Texto del ejercicio
┏━━

Mucho se ha dicho en las apretadas jornadas de este Congreso sobre la inmigración y cuanto, desde el punto de vista legal, de derechos humanos y económicos tiene que ver con ella. Poco podría añadir al debate quien no es experto en la materia, ni conoce a fondo lo que sobre ella hay legislado. Pero afortunadamente, a veces, en este tipo de encuentros, se reserva un espacio para que los creadores que se han interesado en sus obras por la cuestión que nos ocupa, expliquen lo que les ha movido a abordar esta temática y hablen de su experiencia. Que haya encontrado acomodo en ese espacio oportunamente dispuesto por los organizadores se debe, sin duda, a que soy autor de una pieza de teatro titulada Ahlán1, que en árabe significa bienvenido, en la que me ocupo de la emigración clandestina procedente del norte de África. En algunas ocasiones, he tratado asuntos relacionados con la emigración y cuanto de ella se deriva, incluido el feroz desarrollo de los sentimientos xenófobos en buena parte de nuestra sociedad. En mi producción anterior pueden encontrarse muestras abundantes, pero esta es la primera vez que dedico a ello una obra entera.

┗━━

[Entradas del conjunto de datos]

┏━━

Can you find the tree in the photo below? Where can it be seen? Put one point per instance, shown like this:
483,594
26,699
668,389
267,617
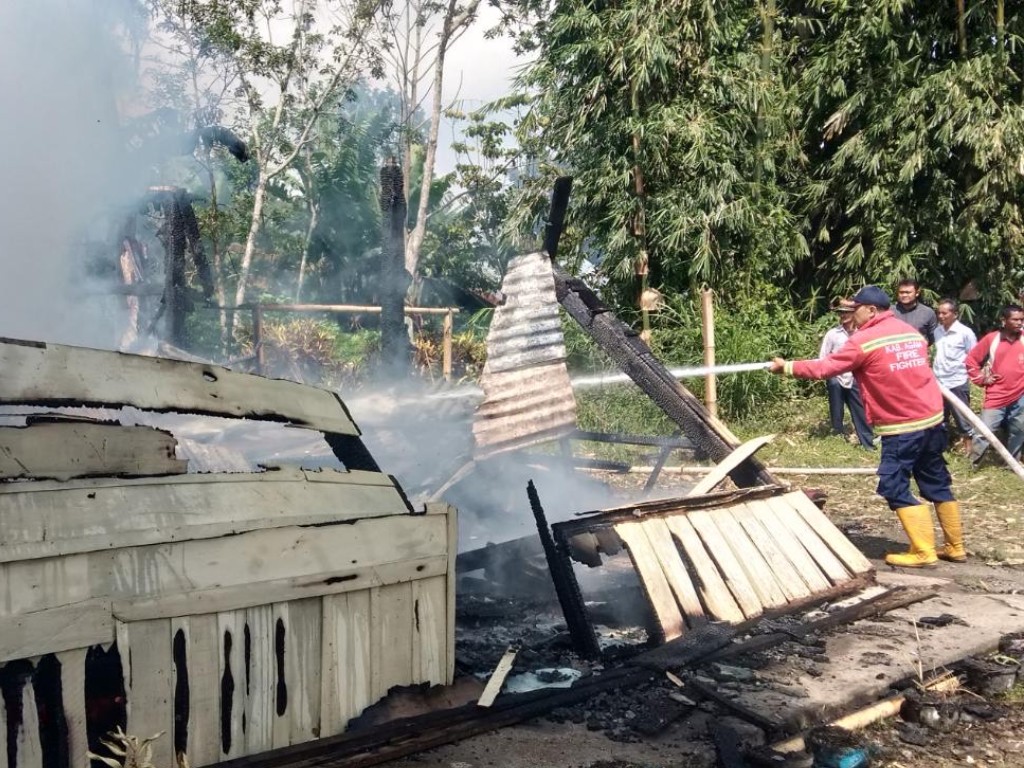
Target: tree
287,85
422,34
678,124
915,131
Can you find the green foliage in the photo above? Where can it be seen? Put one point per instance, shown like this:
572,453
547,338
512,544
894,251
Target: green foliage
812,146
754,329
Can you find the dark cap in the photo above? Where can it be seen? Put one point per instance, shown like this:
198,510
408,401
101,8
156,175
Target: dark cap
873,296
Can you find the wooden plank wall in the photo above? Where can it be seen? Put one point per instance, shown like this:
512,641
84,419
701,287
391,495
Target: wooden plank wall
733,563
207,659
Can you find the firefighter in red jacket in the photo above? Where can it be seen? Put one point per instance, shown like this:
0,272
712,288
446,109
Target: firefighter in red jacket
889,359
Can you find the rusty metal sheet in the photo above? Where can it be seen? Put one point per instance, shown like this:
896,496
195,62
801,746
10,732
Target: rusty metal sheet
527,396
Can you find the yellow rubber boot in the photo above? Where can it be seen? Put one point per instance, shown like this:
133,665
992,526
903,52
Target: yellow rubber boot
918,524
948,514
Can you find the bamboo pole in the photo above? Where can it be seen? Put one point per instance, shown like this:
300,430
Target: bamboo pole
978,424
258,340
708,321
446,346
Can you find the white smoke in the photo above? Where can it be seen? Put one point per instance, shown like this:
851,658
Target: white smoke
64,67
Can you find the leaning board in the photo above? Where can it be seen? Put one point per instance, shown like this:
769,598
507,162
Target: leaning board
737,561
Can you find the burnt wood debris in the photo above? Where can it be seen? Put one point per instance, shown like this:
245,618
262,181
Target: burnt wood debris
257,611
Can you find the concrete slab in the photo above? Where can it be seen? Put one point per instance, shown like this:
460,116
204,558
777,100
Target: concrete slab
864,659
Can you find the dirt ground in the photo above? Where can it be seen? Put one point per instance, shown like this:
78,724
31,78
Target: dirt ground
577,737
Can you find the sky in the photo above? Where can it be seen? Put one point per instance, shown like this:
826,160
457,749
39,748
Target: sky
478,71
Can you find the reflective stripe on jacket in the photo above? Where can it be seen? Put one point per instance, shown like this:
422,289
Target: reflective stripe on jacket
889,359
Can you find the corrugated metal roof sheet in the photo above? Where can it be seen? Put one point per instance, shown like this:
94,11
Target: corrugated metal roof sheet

┗━━
┏━━

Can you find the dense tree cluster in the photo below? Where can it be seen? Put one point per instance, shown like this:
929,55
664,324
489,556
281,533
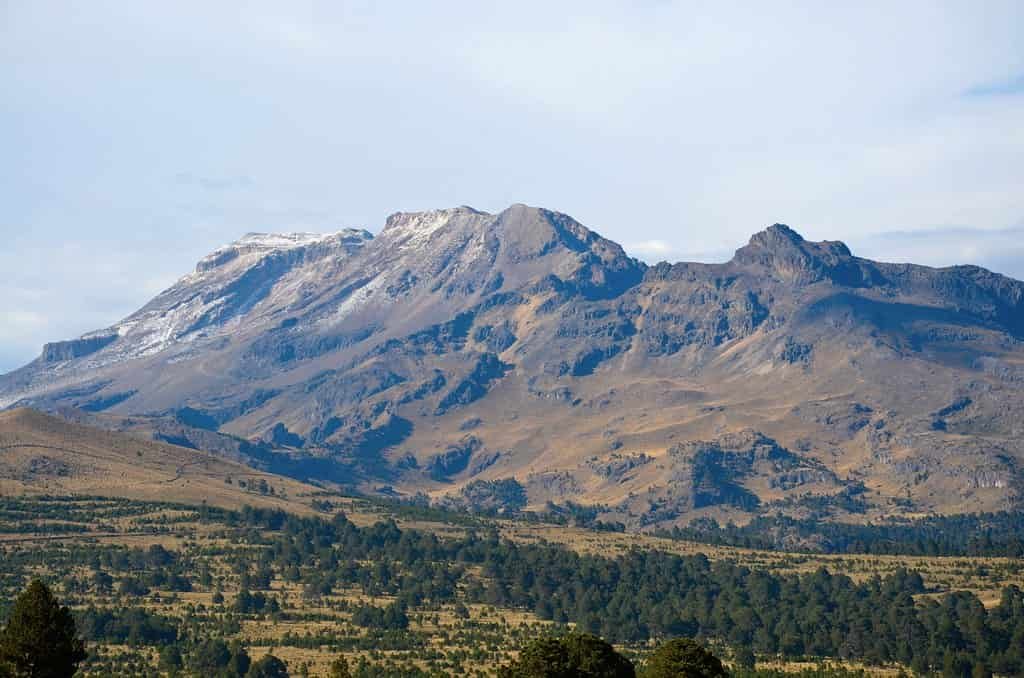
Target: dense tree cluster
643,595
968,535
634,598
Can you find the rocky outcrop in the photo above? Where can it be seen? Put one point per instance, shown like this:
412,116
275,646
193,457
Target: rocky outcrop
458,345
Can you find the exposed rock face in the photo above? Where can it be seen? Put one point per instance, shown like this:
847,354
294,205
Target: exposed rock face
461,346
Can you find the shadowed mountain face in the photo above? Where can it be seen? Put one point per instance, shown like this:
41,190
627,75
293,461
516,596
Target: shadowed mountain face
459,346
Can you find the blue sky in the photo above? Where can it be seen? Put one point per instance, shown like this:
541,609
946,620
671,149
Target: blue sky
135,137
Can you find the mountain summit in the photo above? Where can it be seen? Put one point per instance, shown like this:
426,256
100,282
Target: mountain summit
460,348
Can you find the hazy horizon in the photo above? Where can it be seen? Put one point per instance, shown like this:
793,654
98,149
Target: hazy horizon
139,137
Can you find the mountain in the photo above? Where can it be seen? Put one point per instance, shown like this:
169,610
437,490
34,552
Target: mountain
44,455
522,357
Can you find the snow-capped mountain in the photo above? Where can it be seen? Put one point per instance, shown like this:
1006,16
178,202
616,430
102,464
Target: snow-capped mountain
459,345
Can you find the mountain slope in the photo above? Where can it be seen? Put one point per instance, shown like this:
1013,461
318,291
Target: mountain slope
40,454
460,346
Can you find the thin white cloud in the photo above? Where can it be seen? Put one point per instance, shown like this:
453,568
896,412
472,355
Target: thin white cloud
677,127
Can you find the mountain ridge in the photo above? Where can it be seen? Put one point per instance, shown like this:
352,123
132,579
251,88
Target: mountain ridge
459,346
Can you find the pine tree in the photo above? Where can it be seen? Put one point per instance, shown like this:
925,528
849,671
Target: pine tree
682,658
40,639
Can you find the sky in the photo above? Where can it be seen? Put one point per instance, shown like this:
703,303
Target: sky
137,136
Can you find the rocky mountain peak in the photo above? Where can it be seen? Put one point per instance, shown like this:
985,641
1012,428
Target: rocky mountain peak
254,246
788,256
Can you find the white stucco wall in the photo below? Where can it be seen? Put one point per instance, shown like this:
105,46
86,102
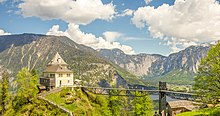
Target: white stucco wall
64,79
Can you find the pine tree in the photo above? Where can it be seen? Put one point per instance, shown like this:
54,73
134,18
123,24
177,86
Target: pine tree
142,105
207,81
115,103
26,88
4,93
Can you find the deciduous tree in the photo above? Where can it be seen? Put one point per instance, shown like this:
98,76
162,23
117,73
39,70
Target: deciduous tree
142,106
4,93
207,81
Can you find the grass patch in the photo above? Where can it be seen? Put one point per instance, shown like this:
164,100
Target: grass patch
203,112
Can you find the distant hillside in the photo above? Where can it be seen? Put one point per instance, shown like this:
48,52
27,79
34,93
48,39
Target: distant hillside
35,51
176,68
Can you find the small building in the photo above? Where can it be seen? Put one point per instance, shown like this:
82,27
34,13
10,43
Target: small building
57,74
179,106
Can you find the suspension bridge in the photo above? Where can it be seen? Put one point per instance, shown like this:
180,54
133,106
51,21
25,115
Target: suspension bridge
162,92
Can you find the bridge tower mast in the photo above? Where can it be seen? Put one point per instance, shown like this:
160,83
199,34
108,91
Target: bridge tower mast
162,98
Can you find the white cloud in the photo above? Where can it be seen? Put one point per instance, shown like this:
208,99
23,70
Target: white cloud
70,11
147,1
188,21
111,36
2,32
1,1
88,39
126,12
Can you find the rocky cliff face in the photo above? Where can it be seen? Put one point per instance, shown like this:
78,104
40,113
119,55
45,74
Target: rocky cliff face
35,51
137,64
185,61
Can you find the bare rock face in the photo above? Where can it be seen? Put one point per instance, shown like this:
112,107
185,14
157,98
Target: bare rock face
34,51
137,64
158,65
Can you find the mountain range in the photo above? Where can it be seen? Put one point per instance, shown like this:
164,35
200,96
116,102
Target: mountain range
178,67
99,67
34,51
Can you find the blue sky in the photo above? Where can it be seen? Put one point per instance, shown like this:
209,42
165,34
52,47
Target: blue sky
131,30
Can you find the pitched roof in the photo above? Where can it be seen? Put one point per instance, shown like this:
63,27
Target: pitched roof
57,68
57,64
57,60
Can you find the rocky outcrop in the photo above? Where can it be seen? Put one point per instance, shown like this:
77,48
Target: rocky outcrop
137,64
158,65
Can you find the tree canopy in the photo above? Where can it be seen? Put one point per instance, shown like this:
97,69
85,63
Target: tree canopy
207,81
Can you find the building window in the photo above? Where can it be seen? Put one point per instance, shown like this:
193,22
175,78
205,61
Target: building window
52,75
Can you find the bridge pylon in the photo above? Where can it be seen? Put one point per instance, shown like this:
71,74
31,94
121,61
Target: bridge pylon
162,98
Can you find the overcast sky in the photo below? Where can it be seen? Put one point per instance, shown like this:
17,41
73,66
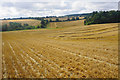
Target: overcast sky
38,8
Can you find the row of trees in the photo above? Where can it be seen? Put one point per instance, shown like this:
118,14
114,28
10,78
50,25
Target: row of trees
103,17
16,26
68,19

┗━━
┏━━

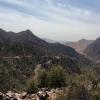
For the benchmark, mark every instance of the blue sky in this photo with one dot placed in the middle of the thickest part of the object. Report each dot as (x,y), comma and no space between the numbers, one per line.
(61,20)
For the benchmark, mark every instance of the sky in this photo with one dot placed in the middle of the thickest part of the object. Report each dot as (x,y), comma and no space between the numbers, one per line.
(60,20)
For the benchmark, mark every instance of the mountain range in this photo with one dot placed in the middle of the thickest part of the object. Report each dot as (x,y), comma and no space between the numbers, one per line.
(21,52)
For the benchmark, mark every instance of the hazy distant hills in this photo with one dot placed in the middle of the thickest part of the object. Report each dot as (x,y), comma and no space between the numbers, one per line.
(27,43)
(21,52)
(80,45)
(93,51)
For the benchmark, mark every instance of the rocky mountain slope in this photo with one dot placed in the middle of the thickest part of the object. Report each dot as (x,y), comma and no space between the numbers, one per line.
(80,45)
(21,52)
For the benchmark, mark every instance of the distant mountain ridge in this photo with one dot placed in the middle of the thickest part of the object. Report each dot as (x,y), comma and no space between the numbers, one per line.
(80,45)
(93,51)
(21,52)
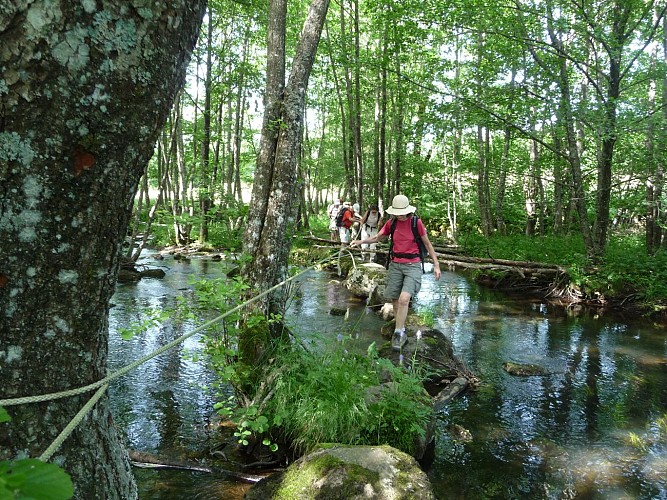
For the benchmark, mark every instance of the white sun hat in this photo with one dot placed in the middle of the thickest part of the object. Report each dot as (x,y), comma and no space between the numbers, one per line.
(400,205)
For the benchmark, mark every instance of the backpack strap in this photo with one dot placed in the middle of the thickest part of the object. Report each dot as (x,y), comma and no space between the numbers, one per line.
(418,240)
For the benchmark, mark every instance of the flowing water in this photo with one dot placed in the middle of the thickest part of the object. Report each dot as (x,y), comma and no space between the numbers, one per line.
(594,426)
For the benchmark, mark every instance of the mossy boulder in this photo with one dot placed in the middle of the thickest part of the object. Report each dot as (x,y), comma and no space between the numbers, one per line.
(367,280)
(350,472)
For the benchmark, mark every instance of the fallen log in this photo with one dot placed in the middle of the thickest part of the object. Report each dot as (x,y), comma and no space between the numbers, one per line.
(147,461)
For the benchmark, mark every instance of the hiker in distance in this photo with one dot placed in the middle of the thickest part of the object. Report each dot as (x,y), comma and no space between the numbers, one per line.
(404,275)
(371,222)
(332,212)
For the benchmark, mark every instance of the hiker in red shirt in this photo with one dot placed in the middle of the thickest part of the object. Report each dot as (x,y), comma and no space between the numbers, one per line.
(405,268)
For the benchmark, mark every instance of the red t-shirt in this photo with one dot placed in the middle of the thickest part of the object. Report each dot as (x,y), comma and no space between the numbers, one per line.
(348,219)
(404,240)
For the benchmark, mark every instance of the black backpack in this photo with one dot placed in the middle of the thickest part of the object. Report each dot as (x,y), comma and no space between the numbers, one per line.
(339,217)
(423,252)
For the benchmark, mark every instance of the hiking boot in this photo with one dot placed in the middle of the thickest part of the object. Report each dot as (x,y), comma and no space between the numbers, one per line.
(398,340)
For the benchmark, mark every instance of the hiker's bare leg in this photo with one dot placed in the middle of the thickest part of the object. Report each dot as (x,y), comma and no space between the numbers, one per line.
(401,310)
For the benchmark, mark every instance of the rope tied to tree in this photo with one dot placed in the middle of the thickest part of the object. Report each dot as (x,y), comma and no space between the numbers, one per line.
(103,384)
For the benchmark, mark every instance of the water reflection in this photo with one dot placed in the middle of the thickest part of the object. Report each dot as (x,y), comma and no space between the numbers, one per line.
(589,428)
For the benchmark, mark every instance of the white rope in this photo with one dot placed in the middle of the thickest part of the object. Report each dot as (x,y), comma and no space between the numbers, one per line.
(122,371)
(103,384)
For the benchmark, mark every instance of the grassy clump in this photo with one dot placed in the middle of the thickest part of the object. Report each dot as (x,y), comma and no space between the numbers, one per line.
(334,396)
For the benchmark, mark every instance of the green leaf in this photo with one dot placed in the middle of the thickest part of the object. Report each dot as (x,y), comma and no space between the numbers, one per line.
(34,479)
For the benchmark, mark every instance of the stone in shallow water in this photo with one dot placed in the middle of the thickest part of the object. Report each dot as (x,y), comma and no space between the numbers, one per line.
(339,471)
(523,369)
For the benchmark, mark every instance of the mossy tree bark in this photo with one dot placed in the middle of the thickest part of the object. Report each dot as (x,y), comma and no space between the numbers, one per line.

┗━━

Ejercicio
Prosigue el texto sobre la emigración y la obra teatral Ahlán a partir de su última oración.

Respuesta al ejercicio
He de decir, que mi interés por el tema de la emigración no es reciente. ¿Quién, en España, no ha sido emigrante o no ha tenido entre los suyos, familiares o amigos, quienes han pasado por esa experiencia? En mi caso concreto, desde pequeño supe que en México tenía unos tíos que habían abandonado nuestro país tras el derrumbe republicano al final de la Guerra Civil. Ante la imposibilidad de un pronto regreso, la correspondencia y el intercambio de fotografías, fue, durante más de una veintena de años, el único vínculo que nos unía a ellos. Pero el niño que yo era, testigo del dolor que esa separación causaba entre los adultos, encontraba que aquel exilio forzado no era, en el fondo, tan negativo. Recibidos los españoles con los brazos abiertos por el gobierno del Presidente Cárdenas, el telegrafista Lassala, así se apellidaba mi tío, se había convertido en el Ingeniero Lassala y vivía como jamás hubiera soñado vivir mi padre, también telegrafista, en nuestro país. Mientras nosotros pasábamos penurias y padecíamos otras privaciones propias de la España de postguerra, ellos, allá en México, vivían en un bonito chalé y tenían un carro americano. «Haiga» le llamábamos nosotros. De allí recibí algunos costosos juguetes y otros regalos que me convencieron de que tener parientes en el exilio no era tan malo. Tampoco parecía que fuera malo tenerlos emigrantes. Los pueblos de Asturias y de Galicia estaban llenos de vecinos que, tras saltar el charco empujados por el deseo de prosperar o empujados por el hambre, habían regresado de América tan ricos que dejaban asegurado el futuro de sus deudos más próximos y aún dedicaban parte de su fortuna a obras benéficas. No tenía en cuenta, claro está, que no todos los que se fueron regresaron indianos y que no pocos siguieron arrastrando sus miserias por el continente americano. Cabe recordar aquí el caso de los trabajadores españoles que emprendieron el camino de Europa, huyendo del paro. ¿No era esa mejor decisión, a pesar de las incomodidades que tenían que soportar y de los inconvenientes de enfrentarse a idiomas desconocidos, que seguir en un país depauperado al que todavía no había llegado el desarrollo de los años sesenta, lo que se llamó «el milagro español»?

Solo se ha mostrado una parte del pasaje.